Your instructions:
From the records, pick out and copy each line containing "target".

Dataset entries
╔══

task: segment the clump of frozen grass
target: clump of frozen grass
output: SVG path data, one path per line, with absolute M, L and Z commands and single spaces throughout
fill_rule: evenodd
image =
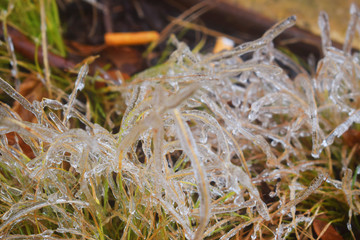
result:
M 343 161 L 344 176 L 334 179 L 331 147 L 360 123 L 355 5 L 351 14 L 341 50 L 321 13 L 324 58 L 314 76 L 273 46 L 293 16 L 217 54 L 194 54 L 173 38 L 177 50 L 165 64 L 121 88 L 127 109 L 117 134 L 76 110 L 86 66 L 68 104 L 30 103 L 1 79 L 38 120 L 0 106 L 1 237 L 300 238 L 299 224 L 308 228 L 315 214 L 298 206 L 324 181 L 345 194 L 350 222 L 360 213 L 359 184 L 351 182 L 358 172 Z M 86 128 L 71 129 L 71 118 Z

╚══
╔══

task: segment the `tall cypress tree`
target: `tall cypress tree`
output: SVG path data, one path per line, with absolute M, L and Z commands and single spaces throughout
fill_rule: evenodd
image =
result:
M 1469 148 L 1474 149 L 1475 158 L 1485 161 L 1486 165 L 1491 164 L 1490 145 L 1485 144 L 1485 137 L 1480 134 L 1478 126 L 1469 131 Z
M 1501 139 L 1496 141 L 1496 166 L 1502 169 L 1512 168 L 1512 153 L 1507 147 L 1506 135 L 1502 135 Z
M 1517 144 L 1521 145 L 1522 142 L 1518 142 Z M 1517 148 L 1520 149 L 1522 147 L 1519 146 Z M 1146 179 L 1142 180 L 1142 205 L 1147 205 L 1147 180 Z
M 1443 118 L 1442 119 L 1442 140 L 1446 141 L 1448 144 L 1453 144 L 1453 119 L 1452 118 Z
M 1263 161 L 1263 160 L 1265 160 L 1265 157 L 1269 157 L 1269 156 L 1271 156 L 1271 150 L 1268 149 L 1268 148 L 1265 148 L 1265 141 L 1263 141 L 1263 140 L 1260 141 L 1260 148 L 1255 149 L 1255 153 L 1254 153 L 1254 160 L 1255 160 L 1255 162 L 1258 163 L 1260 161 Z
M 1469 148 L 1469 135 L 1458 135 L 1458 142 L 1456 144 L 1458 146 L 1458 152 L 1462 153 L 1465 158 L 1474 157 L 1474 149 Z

╚══
╔══

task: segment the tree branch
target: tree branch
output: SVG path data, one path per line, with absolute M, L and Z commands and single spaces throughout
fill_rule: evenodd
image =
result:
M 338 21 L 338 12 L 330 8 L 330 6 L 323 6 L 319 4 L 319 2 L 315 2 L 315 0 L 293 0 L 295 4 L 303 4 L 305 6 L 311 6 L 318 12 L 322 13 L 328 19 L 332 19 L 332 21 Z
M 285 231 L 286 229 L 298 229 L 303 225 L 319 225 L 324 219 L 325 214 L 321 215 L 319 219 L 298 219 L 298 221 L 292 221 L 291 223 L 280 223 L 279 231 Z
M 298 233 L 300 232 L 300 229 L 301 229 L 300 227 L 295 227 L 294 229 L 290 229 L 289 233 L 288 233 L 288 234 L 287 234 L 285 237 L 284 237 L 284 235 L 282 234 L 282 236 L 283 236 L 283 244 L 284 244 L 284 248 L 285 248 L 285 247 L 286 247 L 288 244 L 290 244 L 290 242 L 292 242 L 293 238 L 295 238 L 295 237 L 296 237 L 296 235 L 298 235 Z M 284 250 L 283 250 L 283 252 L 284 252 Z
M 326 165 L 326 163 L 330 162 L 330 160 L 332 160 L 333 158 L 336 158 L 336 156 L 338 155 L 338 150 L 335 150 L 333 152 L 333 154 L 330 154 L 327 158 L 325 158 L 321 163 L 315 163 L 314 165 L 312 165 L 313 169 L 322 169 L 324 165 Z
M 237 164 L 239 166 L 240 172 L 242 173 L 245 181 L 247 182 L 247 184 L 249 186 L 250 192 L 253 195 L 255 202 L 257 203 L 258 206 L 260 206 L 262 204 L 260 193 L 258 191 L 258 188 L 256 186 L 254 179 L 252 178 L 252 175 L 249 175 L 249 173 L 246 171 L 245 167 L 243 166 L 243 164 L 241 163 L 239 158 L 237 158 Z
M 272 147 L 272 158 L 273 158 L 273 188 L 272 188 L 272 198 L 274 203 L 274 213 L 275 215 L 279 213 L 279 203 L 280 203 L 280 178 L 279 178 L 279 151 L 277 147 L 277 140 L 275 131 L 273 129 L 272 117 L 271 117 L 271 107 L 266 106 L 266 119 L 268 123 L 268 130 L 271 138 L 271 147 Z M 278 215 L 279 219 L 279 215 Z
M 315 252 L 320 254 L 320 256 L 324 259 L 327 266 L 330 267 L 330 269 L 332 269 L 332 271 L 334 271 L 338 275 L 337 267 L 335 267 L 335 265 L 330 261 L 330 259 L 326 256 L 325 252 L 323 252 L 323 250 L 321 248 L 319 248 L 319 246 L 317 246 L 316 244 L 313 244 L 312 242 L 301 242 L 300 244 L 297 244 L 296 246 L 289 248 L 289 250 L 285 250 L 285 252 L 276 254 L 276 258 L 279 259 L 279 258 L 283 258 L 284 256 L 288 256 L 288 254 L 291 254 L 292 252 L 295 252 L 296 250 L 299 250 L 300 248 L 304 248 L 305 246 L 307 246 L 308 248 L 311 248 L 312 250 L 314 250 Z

╚══

Expected answer:
target: clump of frozen grass
target: `tall cypress tree`
target: tree branch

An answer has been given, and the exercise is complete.